| EXERCISE BRIEF |
The records follow. Retype them without a single change.

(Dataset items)
**********
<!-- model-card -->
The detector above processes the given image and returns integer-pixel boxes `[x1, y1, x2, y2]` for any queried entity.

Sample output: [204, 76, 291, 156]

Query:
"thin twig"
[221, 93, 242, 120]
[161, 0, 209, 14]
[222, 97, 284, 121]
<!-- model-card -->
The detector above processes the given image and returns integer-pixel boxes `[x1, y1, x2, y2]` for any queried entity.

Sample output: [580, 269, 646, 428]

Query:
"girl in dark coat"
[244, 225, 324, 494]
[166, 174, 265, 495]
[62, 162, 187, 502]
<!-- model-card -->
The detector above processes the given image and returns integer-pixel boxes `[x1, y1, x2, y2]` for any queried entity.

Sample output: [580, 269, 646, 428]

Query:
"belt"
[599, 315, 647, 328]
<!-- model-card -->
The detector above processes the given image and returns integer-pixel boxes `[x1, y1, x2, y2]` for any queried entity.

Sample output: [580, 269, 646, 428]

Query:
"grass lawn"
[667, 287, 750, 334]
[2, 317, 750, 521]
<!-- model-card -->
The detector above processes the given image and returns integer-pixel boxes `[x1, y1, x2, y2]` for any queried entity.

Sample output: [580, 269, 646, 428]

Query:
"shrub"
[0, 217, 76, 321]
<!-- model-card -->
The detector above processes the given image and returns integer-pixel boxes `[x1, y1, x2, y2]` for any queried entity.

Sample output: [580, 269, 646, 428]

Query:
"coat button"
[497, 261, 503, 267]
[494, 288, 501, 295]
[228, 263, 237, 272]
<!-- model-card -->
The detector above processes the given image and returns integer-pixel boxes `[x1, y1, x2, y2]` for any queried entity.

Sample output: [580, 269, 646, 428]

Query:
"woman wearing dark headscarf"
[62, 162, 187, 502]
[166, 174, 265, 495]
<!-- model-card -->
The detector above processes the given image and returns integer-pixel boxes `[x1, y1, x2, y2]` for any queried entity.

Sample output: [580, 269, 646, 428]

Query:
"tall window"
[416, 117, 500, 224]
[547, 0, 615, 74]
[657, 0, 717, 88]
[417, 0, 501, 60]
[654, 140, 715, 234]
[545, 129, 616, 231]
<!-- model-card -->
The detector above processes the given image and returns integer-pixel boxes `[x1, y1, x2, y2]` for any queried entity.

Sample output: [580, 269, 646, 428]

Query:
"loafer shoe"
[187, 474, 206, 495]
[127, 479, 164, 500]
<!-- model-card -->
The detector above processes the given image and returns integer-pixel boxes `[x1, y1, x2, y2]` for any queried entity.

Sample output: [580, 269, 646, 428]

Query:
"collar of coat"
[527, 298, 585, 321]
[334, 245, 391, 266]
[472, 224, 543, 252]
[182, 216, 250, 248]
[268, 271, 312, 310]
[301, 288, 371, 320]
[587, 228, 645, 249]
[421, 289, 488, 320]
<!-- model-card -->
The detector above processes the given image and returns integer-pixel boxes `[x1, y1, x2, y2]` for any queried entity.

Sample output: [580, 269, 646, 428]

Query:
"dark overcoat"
**********
| TASK ANSWER |
<!-- model-card -->
The detector above processes the given image and returns integer-pixel boxes `[x1, y1, x2, y2]` for any queried entity.

Sample output: [204, 76, 291, 156]

Query:
"thin twig"
[221, 93, 242, 120]
[161, 0, 209, 14]
[222, 97, 284, 121]
<!-- model-card -->
The detector above processes the given image and returns integer-pixel boxes `[x1, y1, x2, y2]` for any queried entity.

Sample output: [580, 269, 646, 428]

Query:
"girl in dark coat"
[244, 225, 324, 494]
[166, 174, 265, 495]
[62, 162, 187, 502]
<!-- model-card -->
The detector above processes the given image and returns integer-pixel boxes `[x1, y1, x2, y2]` for any queried entity.

Sample output: [580, 269, 646, 428]

Query:
"belt"
[599, 315, 647, 328]
<!-- model-card -->
The detector above processes the given image and returns integer-pixel boxes `[x1, y1, x2, y2]` for any queried entity.

Sample output: [580, 269, 646, 428]

Query:
"grass lawn"
[667, 287, 750, 334]
[2, 317, 750, 521]
<!-- model-card -->
The detector above processes the given image and returns integer-pixel boxes `[x1, y1, x2, y2]` for any queried entity.

Sample output: [580, 269, 646, 428]

Query:
"shrub"
[0, 217, 76, 321]
<!-- model-card -->
The detector above processes the given image and returns integer-pixel boxes `[x1, y1, x2, y2]` for any queried entity.

Sample output: [580, 269, 646, 428]

Query:
"coat button"
[497, 261, 503, 267]
[494, 288, 501, 295]
[228, 263, 237, 272]
<!-- model-card -->
The detector above processes the given image and returns integer-pixel boxes `[x1, y1, x2, y2]` for any queried entity.

Sample output: [580, 269, 646, 428]

Query:
"woman wearing dark headscarf"
[62, 162, 187, 502]
[166, 174, 265, 495]
<!-- model-card -->
The detector above processes the given image and returns integer-pixel boxes `[x1, y1, x2, y2]` for any queried entity.

Sample output: [580, 269, 646, 428]

Query:
"tall window"
[416, 117, 500, 224]
[547, 0, 615, 74]
[657, 0, 717, 88]
[417, 0, 501, 60]
[654, 140, 715, 234]
[545, 129, 616, 231]
<!-- model-card -->
The detector above processes the given image and returns integer-pixel boxes `[x1, y1, x2, y2]` for any queried entity.

Sample output: [580, 269, 646, 428]

Query:
"loafer shoe"
[187, 474, 206, 495]
[127, 479, 164, 500]
<!-- model-card -->
The detector above processes the given image and returns integer-pixel boxes `[x1, y1, x2, y2]` for any queried entity.

Sample output: [580, 269, 646, 428]

Query:
"collar of coat"
[527, 298, 585, 321]
[334, 245, 391, 266]
[472, 224, 543, 252]
[182, 216, 250, 248]
[268, 271, 312, 310]
[301, 288, 371, 320]
[587, 228, 645, 249]
[421, 289, 488, 320]
<!-- model-card -->
The detector above processes the given image and returns integer-pixel boxes `[x1, y1, x2, y2]` for any queried entity.

Sample output: [580, 269, 646, 428]

Query:
"dark overcoat"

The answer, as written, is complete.